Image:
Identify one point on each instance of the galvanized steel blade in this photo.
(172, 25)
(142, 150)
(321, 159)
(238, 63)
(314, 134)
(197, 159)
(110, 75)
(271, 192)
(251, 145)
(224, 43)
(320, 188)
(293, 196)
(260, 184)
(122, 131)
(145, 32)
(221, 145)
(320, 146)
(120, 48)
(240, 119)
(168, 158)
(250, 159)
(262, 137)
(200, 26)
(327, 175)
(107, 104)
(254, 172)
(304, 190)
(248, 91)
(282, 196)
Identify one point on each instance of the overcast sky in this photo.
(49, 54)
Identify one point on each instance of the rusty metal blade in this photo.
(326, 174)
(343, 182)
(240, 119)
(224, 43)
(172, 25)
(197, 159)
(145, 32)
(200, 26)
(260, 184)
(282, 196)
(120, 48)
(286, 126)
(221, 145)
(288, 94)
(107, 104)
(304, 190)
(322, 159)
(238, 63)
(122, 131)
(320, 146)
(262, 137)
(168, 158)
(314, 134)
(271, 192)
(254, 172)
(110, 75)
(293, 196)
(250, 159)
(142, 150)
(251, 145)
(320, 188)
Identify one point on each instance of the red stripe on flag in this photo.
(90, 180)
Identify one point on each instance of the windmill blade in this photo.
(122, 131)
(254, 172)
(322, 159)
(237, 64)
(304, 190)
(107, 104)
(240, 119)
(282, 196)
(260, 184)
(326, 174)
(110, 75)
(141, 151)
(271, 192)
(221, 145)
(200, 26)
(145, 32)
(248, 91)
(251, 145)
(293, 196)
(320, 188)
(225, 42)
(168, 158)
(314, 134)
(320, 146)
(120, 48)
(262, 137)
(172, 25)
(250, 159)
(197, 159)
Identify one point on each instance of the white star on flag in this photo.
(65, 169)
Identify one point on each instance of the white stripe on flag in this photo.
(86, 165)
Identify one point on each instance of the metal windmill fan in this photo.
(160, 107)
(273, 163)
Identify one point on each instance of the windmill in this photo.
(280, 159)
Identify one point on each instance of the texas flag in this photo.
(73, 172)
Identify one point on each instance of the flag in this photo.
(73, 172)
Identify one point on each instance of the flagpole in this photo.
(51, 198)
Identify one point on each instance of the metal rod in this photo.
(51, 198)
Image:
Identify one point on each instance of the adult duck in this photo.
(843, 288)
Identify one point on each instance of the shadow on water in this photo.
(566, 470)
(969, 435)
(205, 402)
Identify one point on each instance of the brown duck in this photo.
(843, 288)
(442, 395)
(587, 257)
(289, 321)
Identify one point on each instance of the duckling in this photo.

-=-=-

> Objective: Copy every one of the entries above word for word, leaving out nothing and changing nothing.

> Output of the exercise:
Image:
Identify one point on each instance of the galvanized steel blade in this photo.
(172, 25)
(142, 150)
(321, 159)
(238, 63)
(314, 134)
(197, 159)
(110, 75)
(271, 192)
(251, 145)
(224, 43)
(320, 188)
(293, 196)
(260, 184)
(122, 131)
(145, 32)
(221, 145)
(320, 146)
(120, 48)
(240, 119)
(168, 158)
(250, 159)
(262, 137)
(200, 26)
(327, 175)
(107, 104)
(254, 172)
(304, 190)
(248, 91)
(282, 196)
Identify one point on each instance of the overcast sky in this photo.
(49, 54)
Identify one point on each instance of the rusty metal blade in this photo.
(326, 174)
(343, 182)
(240, 119)
(224, 43)
(172, 25)
(197, 159)
(145, 32)
(200, 26)
(260, 184)
(282, 196)
(120, 48)
(286, 126)
(221, 145)
(288, 94)
(107, 104)
(304, 190)
(322, 159)
(238, 63)
(122, 131)
(320, 146)
(262, 137)
(168, 158)
(314, 134)
(271, 192)
(254, 172)
(110, 75)
(293, 196)
(250, 159)
(142, 150)
(251, 145)
(320, 188)
Identify one point on each instance of the red stripe on flag in this photo.
(90, 180)
Identify one point on each instance of the windmill blade in this photo.
(122, 131)
(254, 172)
(322, 159)
(237, 64)
(304, 190)
(107, 104)
(240, 119)
(282, 196)
(260, 184)
(326, 174)
(110, 75)
(141, 151)
(271, 192)
(221, 145)
(200, 26)
(145, 32)
(248, 91)
(251, 145)
(293, 196)
(320, 188)
(225, 42)
(168, 158)
(314, 134)
(320, 146)
(120, 48)
(262, 137)
(172, 25)
(250, 159)
(197, 159)
Identify one point on each instance of the white star on flag in this photo.
(65, 169)
Identify one point on each instance of the white stripe on flag in this photo.
(86, 165)
Identify one point on each instance of the metal windmill fan in this photo.
(160, 107)
(273, 163)
Identify one point on each instance of the windmill in this photo.
(280, 159)
Identify one point on each instance of the texas flag in this photo.
(73, 172)
Identify one point on each instance of the flag in this photo.
(73, 172)
Identify one point on each instance of the flagpole in this photo.
(51, 198)
Identify one point on each instance of the metal rod in this photo.
(51, 198)
Image:
Identify one point on each instance of the adult duck in this photo.
(843, 288)
Identify one point on each instance of the shadow on water in this photo.
(566, 470)
(969, 435)
(205, 402)
Identify one point on each instance of the brown duck in this photo.
(843, 288)
(442, 395)
(587, 257)
(289, 321)
Identify one point on each instance of the duckling in this photo.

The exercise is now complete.